Entries for bounding box labeling
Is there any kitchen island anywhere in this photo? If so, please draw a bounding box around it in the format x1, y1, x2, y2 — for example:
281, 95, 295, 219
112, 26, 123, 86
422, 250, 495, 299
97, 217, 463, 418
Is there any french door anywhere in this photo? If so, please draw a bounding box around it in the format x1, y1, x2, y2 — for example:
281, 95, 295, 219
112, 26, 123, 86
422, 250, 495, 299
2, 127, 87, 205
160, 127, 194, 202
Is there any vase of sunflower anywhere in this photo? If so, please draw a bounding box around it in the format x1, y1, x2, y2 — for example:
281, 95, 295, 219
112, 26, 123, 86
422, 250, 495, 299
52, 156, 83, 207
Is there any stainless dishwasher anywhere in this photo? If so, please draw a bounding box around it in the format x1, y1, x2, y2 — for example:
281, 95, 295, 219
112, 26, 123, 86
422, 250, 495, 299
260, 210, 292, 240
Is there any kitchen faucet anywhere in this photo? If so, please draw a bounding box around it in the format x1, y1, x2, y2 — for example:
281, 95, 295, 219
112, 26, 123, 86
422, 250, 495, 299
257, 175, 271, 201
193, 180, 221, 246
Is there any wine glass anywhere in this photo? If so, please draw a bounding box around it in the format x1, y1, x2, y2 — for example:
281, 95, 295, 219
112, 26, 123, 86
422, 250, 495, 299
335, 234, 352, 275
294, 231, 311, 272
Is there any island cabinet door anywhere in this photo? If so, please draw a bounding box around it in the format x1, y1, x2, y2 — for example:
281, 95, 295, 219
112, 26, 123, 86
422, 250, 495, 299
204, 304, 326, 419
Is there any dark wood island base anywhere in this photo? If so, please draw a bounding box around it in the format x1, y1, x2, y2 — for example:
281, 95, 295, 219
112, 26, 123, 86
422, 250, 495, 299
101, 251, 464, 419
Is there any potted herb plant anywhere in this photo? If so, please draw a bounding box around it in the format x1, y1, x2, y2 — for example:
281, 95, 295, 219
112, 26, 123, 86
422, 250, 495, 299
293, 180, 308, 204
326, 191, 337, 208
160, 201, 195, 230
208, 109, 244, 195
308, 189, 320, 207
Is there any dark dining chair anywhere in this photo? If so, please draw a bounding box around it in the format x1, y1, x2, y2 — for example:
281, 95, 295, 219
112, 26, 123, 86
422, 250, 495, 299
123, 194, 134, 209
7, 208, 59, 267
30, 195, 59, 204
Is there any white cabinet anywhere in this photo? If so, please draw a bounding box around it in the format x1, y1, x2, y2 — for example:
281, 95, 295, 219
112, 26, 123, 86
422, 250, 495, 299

## Given instruction
Copy every line of the records above, character for character.

## Task solution
Is there any kitchen island anywhere in this photo? If so, please draw a bounding box around it in the format x1, y1, x2, y2 — for example:
281, 95, 295, 219
112, 26, 123, 86
422, 250, 495, 299
97, 217, 463, 418
Is there any french door anywhere in this photo? If so, please draw a bounding box around it in the format x1, y1, x2, y2 — for example:
281, 95, 295, 219
112, 26, 123, 86
422, 250, 495, 299
2, 127, 87, 205
160, 127, 194, 202
Is there any vase of sunflower anywhere in this photo? If so, please draw a bounding box around it in the format x1, y1, x2, y2 — for example:
281, 95, 295, 219
112, 26, 123, 86
422, 250, 495, 299
52, 156, 83, 207
Is there any stainless dishwasher anywhere in this photo? If so, please draw a bounding box around it in the format x1, y1, x2, y2 — for example:
281, 95, 295, 219
112, 26, 123, 86
422, 250, 495, 299
260, 210, 292, 240
Is there any kitchen faucet anywhere in this photo? If so, please draw a bounding box around it in the format x1, y1, x2, y2 — for example:
281, 95, 295, 219
112, 26, 123, 86
422, 250, 495, 299
257, 175, 271, 201
193, 180, 221, 246
Is there any wine glass anywhere in this photo? If so, please draw a bounding box around it in the format x1, y1, x2, y2 — for example:
281, 95, 295, 219
112, 26, 123, 86
422, 250, 495, 299
335, 234, 352, 275
294, 231, 311, 272
Is there any island cabinet door anywhere in this photo? If so, please draw a bounding box around it in the format x1, y1, x2, y2 — for example:
281, 95, 295, 219
112, 26, 123, 86
422, 250, 495, 299
204, 304, 326, 419
Is there any dark wood island base anywhere in this photo? If so, please draw a bounding box around it in the format x1, y1, x2, y2 — for example:
281, 95, 295, 219
112, 26, 123, 86
422, 250, 495, 299
101, 251, 464, 419
Is there any potted herb plant anywhere in this photo? If so, please draw a bounding box around it in the format x1, y1, x2, y2 — for example:
281, 95, 295, 219
112, 26, 123, 86
422, 250, 495, 299
293, 180, 308, 204
326, 191, 337, 208
160, 201, 195, 230
208, 109, 244, 195
308, 189, 320, 207
Is there any dark dining chair anywhere in this photo? If so, please draw a bounding box around it in the format x1, y1, x2, y2 — for example:
281, 95, 295, 219
112, 26, 123, 86
422, 250, 495, 299
123, 194, 134, 209
7, 208, 59, 267
30, 195, 59, 204
Is there any white cabinet anywhere in this photo? If so, please draw a bounding box around it in the format x1, y1, x2, y2 — for example:
281, 95, 295, 219
112, 26, 123, 86
422, 250, 495, 299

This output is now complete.